● **Texto**
Ya entonces abundaba el independentismo, aunque creo que era menos potente que en la Universitat Autònoma. No era difícil encontrar a los atorrantes piojosos que jugaban a hacer política y seudorrevoluciones de litrona y pañuelo palestino. Por suerte, todavía la universidad no se había rendido al independentismo, como sí hizo cuando ofreció sus instalaciones para la infamia sediciosa del 1 de octubre de 2017, en una perfecta demostración de los delirios del momento. Lo más gracioso es que entre aquellos politicuchos de mis años de estudiante no figuraba, que yo recuerde, una de las alumnas más célebres de mi promoción, y no precisamente por motivos admirables: me refiero a Laura Borràs, la expresidenta del Parlament de Catalunya y una de las voces más reveladoras del fanatismo independentista. No recuerdo hablar nunca con ella, aunque tenía cierta notoriedad, en parte por su físico singular y en parte por la fama de empollona ambiciosa. El resto de su carrera académica es bastante conocido, y Jordi Llovet sabe mucho al respecto. No diré nada, no sea que se entere Gonzalo Boye.

● **Instrucción 1**
Traduzca al inglés esta oración del texto sobre el independentismo universitario: "El resto de su carrera académica es bastante conocido, y Jordi Llovet sabe mucho al respecto."
● **Instrucción 2**
Retome el texto sobre el independentismo universitario a partir de su última oración.

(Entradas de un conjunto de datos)
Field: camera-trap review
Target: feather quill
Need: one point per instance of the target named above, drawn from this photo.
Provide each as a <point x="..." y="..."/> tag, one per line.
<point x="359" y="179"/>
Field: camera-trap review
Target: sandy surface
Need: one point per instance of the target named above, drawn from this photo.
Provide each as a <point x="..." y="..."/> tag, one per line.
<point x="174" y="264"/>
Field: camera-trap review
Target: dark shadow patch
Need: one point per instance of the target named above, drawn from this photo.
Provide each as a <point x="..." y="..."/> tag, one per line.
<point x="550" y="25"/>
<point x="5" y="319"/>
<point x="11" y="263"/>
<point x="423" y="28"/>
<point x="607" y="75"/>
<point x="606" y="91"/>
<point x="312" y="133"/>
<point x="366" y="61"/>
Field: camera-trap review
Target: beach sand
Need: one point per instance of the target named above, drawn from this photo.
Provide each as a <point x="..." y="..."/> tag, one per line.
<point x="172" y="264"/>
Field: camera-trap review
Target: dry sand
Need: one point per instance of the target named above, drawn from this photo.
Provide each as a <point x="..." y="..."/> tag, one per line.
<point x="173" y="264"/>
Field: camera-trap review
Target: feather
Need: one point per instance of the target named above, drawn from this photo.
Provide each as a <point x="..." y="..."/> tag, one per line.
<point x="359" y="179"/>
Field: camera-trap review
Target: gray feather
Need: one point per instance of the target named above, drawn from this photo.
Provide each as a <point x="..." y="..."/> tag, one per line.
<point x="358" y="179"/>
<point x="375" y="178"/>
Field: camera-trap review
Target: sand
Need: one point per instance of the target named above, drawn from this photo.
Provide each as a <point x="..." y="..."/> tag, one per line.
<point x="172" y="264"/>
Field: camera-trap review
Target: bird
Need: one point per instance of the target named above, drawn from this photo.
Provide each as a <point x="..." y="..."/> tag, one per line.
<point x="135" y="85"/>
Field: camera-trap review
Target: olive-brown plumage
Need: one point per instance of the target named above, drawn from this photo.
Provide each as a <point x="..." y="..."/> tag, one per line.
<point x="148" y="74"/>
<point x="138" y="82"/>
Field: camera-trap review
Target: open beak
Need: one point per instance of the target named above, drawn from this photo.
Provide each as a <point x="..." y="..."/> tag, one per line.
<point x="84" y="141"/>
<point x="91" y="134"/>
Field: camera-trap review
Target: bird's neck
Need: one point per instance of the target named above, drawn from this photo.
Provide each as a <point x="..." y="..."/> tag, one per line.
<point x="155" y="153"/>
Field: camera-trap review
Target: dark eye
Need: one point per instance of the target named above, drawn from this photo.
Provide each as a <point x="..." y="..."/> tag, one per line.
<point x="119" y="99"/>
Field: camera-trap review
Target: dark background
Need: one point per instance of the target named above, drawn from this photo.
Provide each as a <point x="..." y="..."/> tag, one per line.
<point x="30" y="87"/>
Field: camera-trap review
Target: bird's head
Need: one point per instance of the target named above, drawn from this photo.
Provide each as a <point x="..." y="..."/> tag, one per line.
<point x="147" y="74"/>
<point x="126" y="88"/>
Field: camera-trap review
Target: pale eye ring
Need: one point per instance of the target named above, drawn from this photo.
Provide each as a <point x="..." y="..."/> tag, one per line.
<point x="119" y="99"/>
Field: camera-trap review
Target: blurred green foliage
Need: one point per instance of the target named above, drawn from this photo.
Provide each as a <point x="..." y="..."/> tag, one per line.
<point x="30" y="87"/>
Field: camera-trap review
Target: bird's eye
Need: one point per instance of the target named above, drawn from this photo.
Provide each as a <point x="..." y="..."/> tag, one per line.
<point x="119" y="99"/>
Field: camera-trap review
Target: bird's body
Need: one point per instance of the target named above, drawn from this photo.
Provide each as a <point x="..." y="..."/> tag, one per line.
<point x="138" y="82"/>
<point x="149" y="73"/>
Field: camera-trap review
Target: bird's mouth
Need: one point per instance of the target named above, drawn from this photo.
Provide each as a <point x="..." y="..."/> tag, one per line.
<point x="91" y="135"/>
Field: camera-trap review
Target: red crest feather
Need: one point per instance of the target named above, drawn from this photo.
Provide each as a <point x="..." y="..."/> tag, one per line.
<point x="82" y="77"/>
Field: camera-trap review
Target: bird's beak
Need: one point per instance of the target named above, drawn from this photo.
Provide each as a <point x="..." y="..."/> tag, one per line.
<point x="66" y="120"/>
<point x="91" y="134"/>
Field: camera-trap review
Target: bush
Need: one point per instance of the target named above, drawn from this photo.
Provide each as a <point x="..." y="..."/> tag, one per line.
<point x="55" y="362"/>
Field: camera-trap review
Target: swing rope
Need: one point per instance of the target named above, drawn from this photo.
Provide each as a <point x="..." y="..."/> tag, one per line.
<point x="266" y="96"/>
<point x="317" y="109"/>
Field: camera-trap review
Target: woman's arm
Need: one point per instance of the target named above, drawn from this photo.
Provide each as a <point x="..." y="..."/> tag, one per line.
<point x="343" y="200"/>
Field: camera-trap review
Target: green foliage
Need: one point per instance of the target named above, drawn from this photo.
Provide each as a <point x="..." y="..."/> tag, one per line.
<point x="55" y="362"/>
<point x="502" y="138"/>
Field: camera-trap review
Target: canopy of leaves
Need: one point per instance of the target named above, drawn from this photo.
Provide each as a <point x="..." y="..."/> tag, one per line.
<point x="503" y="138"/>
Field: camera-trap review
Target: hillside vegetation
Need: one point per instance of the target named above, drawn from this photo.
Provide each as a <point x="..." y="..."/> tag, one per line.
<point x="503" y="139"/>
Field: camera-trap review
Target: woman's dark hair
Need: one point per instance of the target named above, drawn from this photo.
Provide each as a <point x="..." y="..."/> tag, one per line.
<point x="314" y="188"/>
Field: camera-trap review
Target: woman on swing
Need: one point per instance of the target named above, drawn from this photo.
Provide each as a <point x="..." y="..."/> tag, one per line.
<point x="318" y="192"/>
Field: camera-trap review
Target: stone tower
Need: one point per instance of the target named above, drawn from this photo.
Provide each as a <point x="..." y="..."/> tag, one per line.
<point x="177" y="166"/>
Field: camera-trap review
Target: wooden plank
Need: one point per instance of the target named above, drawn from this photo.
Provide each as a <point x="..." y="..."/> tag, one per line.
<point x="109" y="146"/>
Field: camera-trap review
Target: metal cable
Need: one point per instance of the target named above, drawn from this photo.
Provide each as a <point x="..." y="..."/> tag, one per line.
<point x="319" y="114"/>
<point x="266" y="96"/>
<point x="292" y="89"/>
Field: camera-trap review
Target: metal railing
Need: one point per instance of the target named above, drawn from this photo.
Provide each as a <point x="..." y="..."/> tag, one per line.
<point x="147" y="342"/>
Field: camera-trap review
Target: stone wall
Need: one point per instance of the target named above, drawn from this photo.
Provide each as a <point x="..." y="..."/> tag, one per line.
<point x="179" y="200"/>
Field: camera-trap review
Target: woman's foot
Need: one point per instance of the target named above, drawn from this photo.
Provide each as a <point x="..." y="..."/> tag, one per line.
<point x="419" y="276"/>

● **Respuesta 1**
The rest of her academic career is fairly well known, and Jordi Llovet knows a lot about it.

● **Respuesta 2**
Pero nuestra promoción aún tenía otra figura ilustre, que seguramente ha acabado siendo el escritor más famoso surgido de la universidad en las últimas décadas (con permiso de A.R-F.): Jorge Javier Vázquez. Tampoco hablé mucho con él, aunque sí tuvimos amigas comunes. Admito que fue toda una sorpresa descubrirlo en Aquí hay tomate, muchos años después. Su elocuencia y su capacidad para la ironía sin duda revelan huellas de filólogo; otra cosa es la notoriedad que incomprensiblemente ha adquirido como ejemplo de una supuesta izquierda televisiva. En cualquier caso, hoy en día utilizo su caso en mis clases para contrastar dos modelos de éxito con los estudios filológicos: el suyo y el mío. Dos Españas, dos mundos, dos universos.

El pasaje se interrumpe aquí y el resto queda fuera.